Aim of the task:
Make an exact copy of all the records.

Given records:
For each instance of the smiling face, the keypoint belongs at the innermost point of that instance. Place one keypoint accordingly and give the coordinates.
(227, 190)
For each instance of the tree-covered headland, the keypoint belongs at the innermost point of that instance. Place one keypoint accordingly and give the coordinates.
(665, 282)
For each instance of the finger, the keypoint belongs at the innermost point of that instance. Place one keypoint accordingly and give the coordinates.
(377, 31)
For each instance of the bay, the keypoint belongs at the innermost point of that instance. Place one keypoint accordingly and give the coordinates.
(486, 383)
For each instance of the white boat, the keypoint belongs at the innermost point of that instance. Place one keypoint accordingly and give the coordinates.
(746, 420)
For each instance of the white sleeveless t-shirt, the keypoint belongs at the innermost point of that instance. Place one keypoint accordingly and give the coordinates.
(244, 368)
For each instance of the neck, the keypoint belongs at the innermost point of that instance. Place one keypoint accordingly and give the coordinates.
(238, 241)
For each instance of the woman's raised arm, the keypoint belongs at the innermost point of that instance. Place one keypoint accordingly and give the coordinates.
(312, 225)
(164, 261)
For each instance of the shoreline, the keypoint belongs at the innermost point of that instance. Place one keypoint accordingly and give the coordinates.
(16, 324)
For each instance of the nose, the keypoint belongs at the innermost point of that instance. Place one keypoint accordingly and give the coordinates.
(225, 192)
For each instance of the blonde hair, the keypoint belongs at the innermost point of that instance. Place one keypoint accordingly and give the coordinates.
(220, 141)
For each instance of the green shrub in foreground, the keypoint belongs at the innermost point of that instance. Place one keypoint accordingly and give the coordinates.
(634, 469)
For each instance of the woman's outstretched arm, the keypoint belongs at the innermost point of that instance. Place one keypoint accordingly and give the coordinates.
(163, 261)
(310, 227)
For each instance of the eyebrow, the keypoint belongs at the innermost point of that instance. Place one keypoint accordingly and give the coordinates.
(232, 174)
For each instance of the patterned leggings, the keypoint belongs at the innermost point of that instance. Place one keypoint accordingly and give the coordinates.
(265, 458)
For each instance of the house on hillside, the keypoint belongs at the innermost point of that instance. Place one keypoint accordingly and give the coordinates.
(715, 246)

Response to the task:
For each instance of the smiling face, the keypoint belongs at the innermost point of that instance. Place one keypoint accordingly and give the coordinates.
(227, 190)
For each instance of the tree-covered headland, the keypoint belongs at the innermost point of that instance. Place one keypoint accordingly and give the coordinates.
(665, 282)
For each instance of the finger, the keypoint belongs at the innermost point of that instance. Place one keypoint accordingly and give the coordinates.
(377, 31)
For each instance of the bay, the keypoint belongs at the innermost point of that instance. Place one keypoint accordingly and give the coordinates.
(486, 383)
For each instance of the white boat, the keypoint belongs at the innermost point of that instance. Place one keypoint accordingly and give the coordinates.
(746, 420)
For each instance of the white sleeveless t-shirt, the keypoint belongs at the innermost point of that instance. Place one keypoint accordingly and give the coordinates.
(244, 368)
For each instance of the neck, the keypoint belongs at the innermost point of that instance. Place one keypoint accordingly and give the coordinates.
(238, 241)
For each instance of the woman's raised arm, the keypoint belongs at the innermost point of that instance. Place one keypoint accordingly and give the coordinates.
(312, 225)
(164, 261)
For each instance of the shoreline, the keypoint belongs at the innermost point of that instance. Place one keypoint accordingly and give the coordinates.
(16, 324)
For each instance of the nose, the keypoint belongs at the innermost point of that instance. Place one keypoint accordingly and give the coordinates.
(225, 192)
For each instance of the blonde hair, the keypoint belongs at the innermost point of that instance. Place one keypoint accordingly and give the coordinates.
(220, 141)
For each instance of the green shrub in foreground, the keypoint belongs at the innermost point of that instance. Place one keypoint accordingly and give the coordinates.
(634, 469)
For each instance of the woman's outstretched arm, the keypoint belongs at the innermost point of that instance. Place one keypoint accordingly and give the coordinates.
(163, 261)
(310, 227)
For each instance of the eyebrow, the keypoint belongs at the innermost point of that instance. Place one keypoint accordingly and give the coordinates.
(232, 174)
For each instance of the patterned leggings, the keypoint belongs at the innermost point of that instance. Place one keypoint accordingly and give the coordinates.
(265, 458)
For each instance of the house on hillside, the keypoint belongs at the innermost point of that instance. Place one keypoint accordingly and give the coordinates.
(715, 246)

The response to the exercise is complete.